[WORK TO BE COMPLETED]
The answer is all of the data, repeated exactly.
*-*-*
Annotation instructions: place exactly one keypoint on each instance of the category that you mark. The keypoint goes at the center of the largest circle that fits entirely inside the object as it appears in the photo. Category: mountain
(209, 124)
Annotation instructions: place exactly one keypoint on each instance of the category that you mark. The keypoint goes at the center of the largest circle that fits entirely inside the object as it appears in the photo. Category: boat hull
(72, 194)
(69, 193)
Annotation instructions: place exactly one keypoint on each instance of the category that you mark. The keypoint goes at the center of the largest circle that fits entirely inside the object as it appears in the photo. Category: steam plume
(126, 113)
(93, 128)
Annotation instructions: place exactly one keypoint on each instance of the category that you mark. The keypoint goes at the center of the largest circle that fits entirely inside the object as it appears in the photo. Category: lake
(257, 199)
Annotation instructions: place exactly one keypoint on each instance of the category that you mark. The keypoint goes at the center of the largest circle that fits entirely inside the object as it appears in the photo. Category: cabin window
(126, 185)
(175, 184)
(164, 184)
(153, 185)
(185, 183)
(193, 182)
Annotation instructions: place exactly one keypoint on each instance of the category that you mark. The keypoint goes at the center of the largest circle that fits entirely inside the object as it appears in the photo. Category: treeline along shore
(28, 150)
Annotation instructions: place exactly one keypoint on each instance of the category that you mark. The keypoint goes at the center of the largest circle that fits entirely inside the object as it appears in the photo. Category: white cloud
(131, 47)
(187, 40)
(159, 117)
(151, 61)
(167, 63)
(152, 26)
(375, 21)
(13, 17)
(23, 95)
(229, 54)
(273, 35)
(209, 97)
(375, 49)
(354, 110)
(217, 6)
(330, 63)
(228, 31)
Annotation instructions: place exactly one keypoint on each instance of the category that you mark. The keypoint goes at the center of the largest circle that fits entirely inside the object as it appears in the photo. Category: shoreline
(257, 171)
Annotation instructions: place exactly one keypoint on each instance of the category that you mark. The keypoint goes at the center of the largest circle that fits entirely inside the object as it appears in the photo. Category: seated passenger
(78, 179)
*-*-*
[ANSWER FOR THIS EXERCISE]
Annotation instructions: place exactly one keypoint on each instance of the category that you mark. The keypoint goes at the center of the largest circle that fits entirely inside the object as it appears in the photo. Category: mountain
(209, 124)
Annotation instructions: place exactly one keypoint on each instance of the category that you mark. The keypoint goes at the center of the largest circle that fits entirely inside the object as it appears in the photo. Category: boat hull
(72, 194)
(69, 193)
Annotation instructions: place exactly one keypoint on each instance of the category that you mark. The keypoint goes at the center of the largest circle that fits entirely inside the object as it appears in the photo. Category: steam plume
(126, 113)
(93, 128)
Annotation instructions: place exactly one keypoint on each instance of the category that you mark. The keypoint goes at the center of the largest circle that fits entirely inside the object as it appears in the photo. Category: lake
(257, 199)
Annotation instructions: place exactly one keypoint on each instance of the category that you mark. The keypoint goes at the center of the largest circle that fits entirely inside the object as it appears in the photo. Category: cabin window
(126, 185)
(175, 184)
(164, 184)
(153, 185)
(185, 183)
(193, 182)
Annotation instructions: place exactly one keypoint on each instance of the category that you mark. The keypoint goes at the center of the largest circle that fits entirely inside the object as it appears in the photo. Category: treeline along shore
(28, 150)
Annotation instructions: place exactly one keypoint on each instance of the category that you mark. The keypoint goes at the center of the largest circle that fits entirely inside the object as it appears in the photo. Category: white cloud
(131, 47)
(187, 40)
(159, 117)
(151, 61)
(167, 63)
(152, 26)
(375, 21)
(13, 17)
(23, 95)
(229, 54)
(273, 35)
(209, 97)
(375, 49)
(354, 110)
(217, 6)
(330, 63)
(228, 31)
Annotation instructions: place exactly one keypoint on each instance of the category that you mark. The keypoint goes at the center of the largest circle that fits entirely inside the object as it appears in the photo. Category: shoreline
(257, 171)
Annotation instructions: place exactly one keypoint on each instance of the category that you mark. The keypoint goes at the center of the largest circle that fits entirely inside the object as it appears in the photo. Category: seated passenger
(78, 179)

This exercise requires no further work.